- The request -
Find each line in the entries below that contains the word "mushroom" and copy those lines. Case counts.

- Given entries -
##########
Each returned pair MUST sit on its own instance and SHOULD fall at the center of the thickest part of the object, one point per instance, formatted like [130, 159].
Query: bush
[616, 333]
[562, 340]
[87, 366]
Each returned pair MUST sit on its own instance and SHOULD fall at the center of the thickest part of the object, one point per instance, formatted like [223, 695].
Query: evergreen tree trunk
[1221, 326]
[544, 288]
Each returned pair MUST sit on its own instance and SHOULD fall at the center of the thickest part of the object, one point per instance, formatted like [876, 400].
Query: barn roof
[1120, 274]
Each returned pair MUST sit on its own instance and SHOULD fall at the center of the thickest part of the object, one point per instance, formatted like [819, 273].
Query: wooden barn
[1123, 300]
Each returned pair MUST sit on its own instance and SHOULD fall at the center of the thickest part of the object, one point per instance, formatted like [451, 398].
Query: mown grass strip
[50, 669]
##########
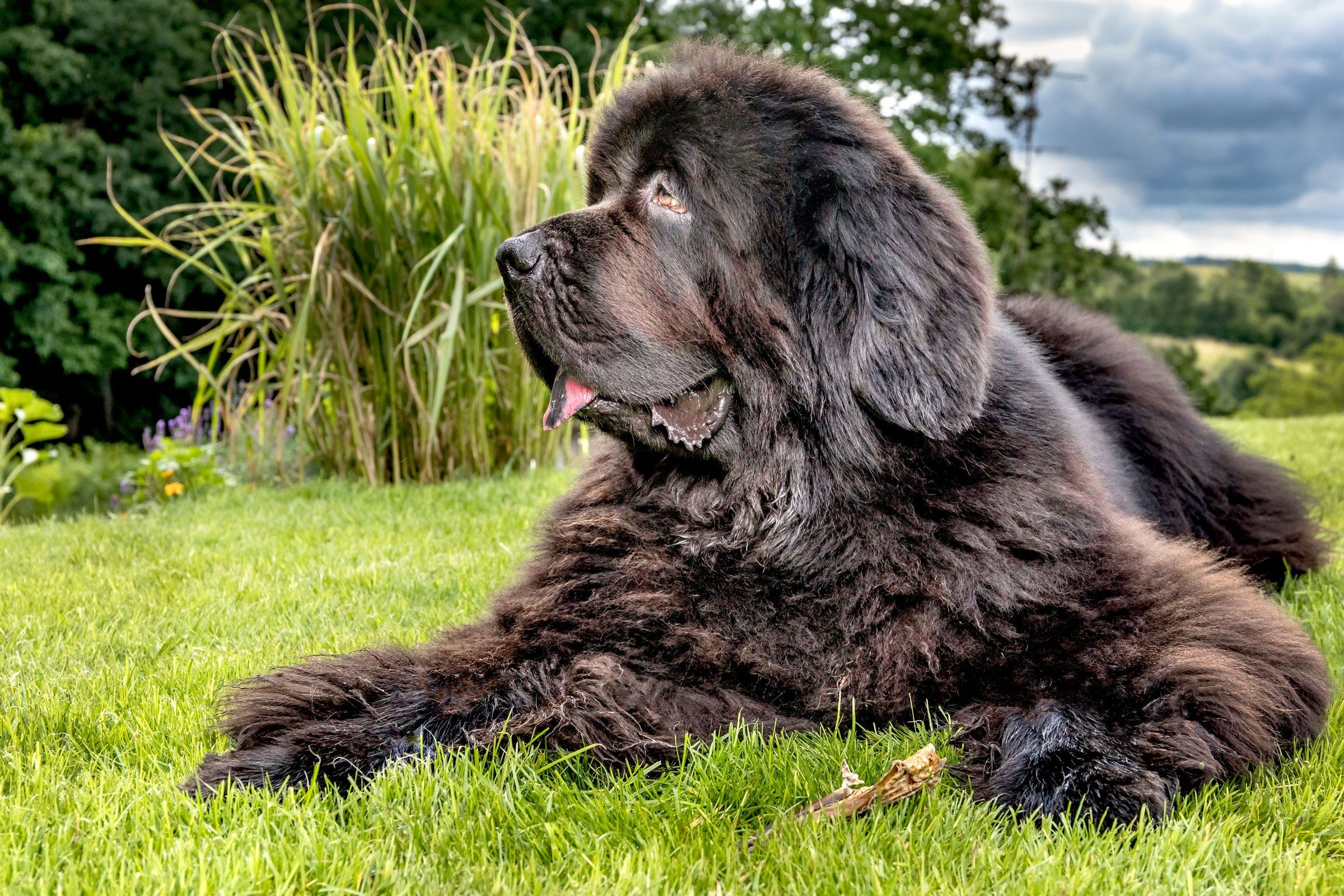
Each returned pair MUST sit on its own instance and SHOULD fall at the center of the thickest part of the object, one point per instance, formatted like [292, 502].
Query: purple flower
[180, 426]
##########
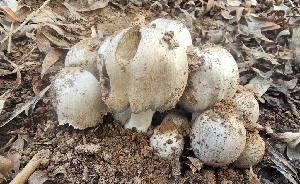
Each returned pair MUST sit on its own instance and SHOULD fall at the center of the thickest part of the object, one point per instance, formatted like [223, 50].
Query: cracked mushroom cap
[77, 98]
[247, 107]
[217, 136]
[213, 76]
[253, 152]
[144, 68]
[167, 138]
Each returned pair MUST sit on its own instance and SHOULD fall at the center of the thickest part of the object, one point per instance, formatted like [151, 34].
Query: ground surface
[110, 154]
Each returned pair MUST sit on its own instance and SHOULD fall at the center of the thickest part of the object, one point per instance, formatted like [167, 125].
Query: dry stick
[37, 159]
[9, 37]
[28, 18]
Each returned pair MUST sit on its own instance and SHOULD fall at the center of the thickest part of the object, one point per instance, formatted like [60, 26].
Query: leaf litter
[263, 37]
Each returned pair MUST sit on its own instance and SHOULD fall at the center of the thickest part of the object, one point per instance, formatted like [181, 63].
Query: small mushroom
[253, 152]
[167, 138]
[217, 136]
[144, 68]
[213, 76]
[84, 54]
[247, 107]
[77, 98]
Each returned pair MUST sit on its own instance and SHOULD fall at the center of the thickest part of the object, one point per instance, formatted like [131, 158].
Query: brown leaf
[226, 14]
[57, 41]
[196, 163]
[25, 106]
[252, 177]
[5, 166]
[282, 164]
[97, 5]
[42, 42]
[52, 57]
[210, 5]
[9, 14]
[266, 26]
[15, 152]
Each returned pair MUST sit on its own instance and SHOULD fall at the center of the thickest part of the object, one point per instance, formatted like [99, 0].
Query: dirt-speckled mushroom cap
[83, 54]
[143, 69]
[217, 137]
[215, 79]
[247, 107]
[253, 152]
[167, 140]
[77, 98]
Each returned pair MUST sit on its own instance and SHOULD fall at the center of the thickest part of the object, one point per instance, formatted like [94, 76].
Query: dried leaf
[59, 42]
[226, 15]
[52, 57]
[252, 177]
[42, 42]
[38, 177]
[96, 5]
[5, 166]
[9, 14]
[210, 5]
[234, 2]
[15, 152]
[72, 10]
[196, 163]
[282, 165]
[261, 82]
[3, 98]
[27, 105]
##########
- Final result -
Query: cracked mushroom cap
Query: small mushroom
Query: dirt-speckled mushroom cap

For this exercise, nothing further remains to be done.